*Dataset entries*:
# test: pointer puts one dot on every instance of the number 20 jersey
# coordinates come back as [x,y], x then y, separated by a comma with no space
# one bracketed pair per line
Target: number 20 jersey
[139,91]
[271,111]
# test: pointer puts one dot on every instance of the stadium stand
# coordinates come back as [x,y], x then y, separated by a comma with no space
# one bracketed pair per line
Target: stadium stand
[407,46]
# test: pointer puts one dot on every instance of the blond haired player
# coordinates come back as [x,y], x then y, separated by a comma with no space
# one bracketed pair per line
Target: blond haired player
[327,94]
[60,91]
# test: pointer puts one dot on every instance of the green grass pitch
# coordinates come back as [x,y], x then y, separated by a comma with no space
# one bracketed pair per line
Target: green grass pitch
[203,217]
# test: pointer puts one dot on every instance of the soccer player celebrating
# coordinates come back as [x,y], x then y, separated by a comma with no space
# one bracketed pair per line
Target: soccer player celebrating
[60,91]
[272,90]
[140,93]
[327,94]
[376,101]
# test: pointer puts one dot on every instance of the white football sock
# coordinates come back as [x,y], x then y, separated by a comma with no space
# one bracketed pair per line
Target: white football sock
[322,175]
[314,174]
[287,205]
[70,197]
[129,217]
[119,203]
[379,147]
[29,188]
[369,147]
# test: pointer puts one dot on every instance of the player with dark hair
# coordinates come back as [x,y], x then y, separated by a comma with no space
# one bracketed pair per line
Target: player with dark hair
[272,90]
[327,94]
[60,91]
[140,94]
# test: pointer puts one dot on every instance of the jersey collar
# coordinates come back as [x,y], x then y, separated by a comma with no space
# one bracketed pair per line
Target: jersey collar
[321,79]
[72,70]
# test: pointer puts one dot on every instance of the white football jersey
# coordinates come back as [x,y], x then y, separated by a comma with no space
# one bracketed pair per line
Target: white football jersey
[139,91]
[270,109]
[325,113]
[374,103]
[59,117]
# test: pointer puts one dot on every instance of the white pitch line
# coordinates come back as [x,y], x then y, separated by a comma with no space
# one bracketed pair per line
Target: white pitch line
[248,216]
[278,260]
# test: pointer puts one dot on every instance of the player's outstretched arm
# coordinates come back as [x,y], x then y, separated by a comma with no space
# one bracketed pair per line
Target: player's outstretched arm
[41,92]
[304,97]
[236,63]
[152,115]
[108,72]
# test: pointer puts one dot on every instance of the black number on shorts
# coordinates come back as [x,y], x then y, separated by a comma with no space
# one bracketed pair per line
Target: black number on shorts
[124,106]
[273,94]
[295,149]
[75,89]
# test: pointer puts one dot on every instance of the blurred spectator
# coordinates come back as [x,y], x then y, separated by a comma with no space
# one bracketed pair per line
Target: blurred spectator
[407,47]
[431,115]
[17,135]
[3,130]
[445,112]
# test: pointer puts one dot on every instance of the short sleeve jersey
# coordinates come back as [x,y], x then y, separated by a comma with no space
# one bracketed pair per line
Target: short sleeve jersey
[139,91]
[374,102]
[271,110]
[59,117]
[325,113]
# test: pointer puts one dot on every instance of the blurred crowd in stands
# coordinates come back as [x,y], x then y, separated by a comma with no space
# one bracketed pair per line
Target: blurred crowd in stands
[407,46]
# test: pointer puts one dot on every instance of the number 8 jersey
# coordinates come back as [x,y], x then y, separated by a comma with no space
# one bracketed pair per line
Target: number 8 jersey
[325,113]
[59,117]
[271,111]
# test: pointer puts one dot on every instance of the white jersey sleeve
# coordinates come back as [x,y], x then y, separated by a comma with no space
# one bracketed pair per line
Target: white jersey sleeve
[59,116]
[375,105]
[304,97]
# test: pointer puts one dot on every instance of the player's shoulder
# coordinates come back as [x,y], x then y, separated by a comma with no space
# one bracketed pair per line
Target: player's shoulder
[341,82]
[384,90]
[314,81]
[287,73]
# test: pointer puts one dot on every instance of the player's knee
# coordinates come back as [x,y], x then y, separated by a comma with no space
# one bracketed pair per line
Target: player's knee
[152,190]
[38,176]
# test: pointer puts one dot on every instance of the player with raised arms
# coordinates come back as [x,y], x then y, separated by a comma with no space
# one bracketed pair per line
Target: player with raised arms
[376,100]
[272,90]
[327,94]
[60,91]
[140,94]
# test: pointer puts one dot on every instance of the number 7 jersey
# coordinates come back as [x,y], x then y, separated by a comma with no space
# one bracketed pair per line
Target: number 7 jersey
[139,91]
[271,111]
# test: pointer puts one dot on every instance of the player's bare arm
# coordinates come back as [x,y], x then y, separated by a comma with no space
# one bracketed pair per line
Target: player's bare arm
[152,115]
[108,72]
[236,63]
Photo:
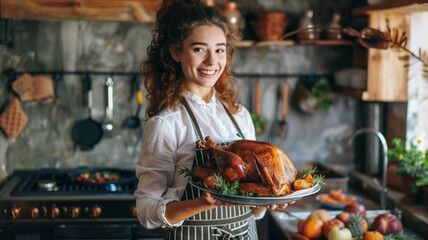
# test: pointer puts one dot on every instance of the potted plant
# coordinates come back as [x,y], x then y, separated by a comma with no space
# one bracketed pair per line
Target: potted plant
[411,164]
[422,179]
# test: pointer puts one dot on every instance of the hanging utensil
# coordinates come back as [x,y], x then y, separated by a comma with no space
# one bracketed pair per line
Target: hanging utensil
[258,120]
[275,124]
[282,130]
[87,132]
[108,125]
[134,122]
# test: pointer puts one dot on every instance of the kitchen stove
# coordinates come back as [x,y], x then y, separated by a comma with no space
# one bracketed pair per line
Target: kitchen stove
[49,204]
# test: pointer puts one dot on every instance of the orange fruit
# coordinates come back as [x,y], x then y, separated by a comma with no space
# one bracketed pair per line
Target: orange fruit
[312,228]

*What is needed*: Output the entries above verbatim, leaving out images.

*Reply*:
# test: pointer puts one dot on every instance of the number 20 jersey
# coordinates come back as [x,y], x then y, separated by a comma with no space
# one bracketed pair per line
Target: number 20 jersey
[139,91]
[271,111]
# test: pointer puts one dot on every instance of the stadium stand
# coordinates come back as [x,y], x then y, separated by a comma with no space
# one bracketed pair per line
Target: stadium stand
[407,46]
# test: pointer puts one dot on every instance of the blond haired player
# coordinates come back as [x,y], x then y, separated by a comma with no space
# one bracketed pair per line
Target: blond haired player
[327,94]
[60,91]
# test: pointer puts one dot on every instance of the green grass pitch
# coordinates come back as [x,y], x then y, separated by a comma with no space
# one bracketed pair per line
Target: green grass pitch
[203,217]
# test: pointer puts one dot on every instance of the soccer player celebrating
# coordinates come back as [x,y], x then y, separated by a comma with no space
# one bracketed pair per line
Target: soccer player celebrating
[60,91]
[272,90]
[140,93]
[327,94]
[376,101]
# test: pointer puts one dot on every instance of the white football sock
# coordinates come back as [x,y], x then y, separated by a comma with no space
# one bracketed pair per line
Target: white football sock
[322,175]
[314,174]
[287,205]
[70,197]
[129,217]
[119,203]
[379,147]
[29,188]
[369,147]
# test: pointer puts one dot on every instance of the player with dark hair
# coordinates come back as [x,y], x then y, separated by a comma with no space
# one bracketed pair per line
Target: player with dark hair
[272,90]
[327,94]
[60,91]
[140,94]
# test: pointer puts one dot on every instance of the jersey collar
# coordinates come back as [x,y], x then y, separated by a comma with no space
# one bracketed pair per line
Target: jersey collar
[321,79]
[72,70]
# test: pointer puts one dot on every instance of the white football jersey
# coordinates come back as [x,y], x then y, separated by a comma with no space
# one bracketed pair per line
Target: white football jersey
[139,91]
[270,109]
[325,113]
[374,103]
[59,117]
# test: pointer puts one dot on every instance of the white pitch line
# coordinates come back as [x,y], x then y, separated by a comma with no space
# one bracketed pair per line
Target: white pitch line
[248,216]
[278,260]
# test: pointer puts one dot on every instance of the player's outstretched arm
# coordinates come back as [x,y], x then y, separated by a comma with no space
# one bracketed pair per line
Target: player's outstretched arm
[41,92]
[304,97]
[236,63]
[152,115]
[108,72]
# test: pointer puts one dot on every instance of the black number on shorts
# coordinates come back as [x,y], x then y, separated by a comma with no space
# one bracketed pair per line
Target: black number on shorts
[124,106]
[273,94]
[295,149]
[75,89]
# test: pointer puts one dot on every instance of the blurred spectator
# coordinates come back as [x,y], x then y, separated by a comma with no space
# one bracketed pair per line
Target: blurred spectator
[407,47]
[431,115]
[17,135]
[3,130]
[445,112]
# test: pointer puts one dot on every instance of the short sleeve jersey
# coordinates come back as [x,y], x then y, separated by a comma with no space
# one bracketed pair per line
Target: short sleeve jersey
[139,91]
[374,102]
[271,110]
[59,117]
[325,113]
# test: pointer puts one dot on every instance of the blurred crowd in stands
# coordinates come back as [x,y], x then y, separated by a comma with no space
# one bracketed pair per line
Target: blurred crowd in stands
[407,46]
# test: pointer puts one dot on every instance of the number 8 jersey
# coordinates come back as [x,y], x then y, separated by a comma with no space
# one bracketed pair per line
Target: number 8 jersey
[325,113]
[59,117]
[271,111]
# test: pointer puts one dot on every instance of the white jersey sleeve
# coordinates come back as [x,y], x then y, separated by a comma with no space
# one bracketed pair per line
Target: white jersey sleeve
[59,116]
[375,105]
[304,97]
# test: pointer puts one dot on every instance of the player's shoulder
# coordinates come back as [x,y], x then y, separated by a comma with no space
# one bracketed pair per line
Target: player's shoulder
[341,82]
[384,90]
[314,81]
[287,73]
# test: pointer puts one dot on every instance of the player's knee
# coordinates come back as [x,y], x then y, separated by a comma with no space
# one bracketed pair per line
Target: player's knee
[152,190]
[38,176]
# test: pointer puts one dot on every instance of the player with raised arms
# coordinates come back as [x,y], x then y, separated by a comma with no space
# one bracketed pair per line
Target: player with raised arms
[376,100]
[272,90]
[327,94]
[60,91]
[140,94]
# test: pointer puts one dot on every instance of the number 7 jersey
# coordinates come back as [x,y], x then y, separated by a comma with no space
# one bracketed pair per line
Target: number 7 jersey
[139,91]
[271,111]
# test: pointer puts one dot on every instance of the player's bare arm
# coordinates come back as [x,y], x then y, separated by a comma with no space
# one bracketed pair per line
Target: player's bare arm
[152,115]
[108,72]
[236,63]
Photo:
# test: pointer puts one dot on every instance of the potted plant
# coordinates come back as [x,y], x then y, separated by a comma with no space
# one bracketed pair per line
Target: potted plant
[411,164]
[422,179]
# test: pointer puts one dot on every instance of the hanging utensil
# coordinates come back as [x,y], x then y, separated by a comma with no space
# one bracketed pair per line
Target: hanging utensil
[258,120]
[275,124]
[282,130]
[87,132]
[108,125]
[134,122]
# test: pointer puts one dot on every instance of the kitchen stove
# coordinates come back as [x,y], x then y, separated by a comma with no space
# one bracketed pair per line
Target: kitchen stove
[49,204]
# test: pointer puts one dot on every instance of the orange fruit
# coordinates come back as [x,y], x then y, separated by a comma with no space
# one bracketed pair per line
Target: orange fruit
[312,228]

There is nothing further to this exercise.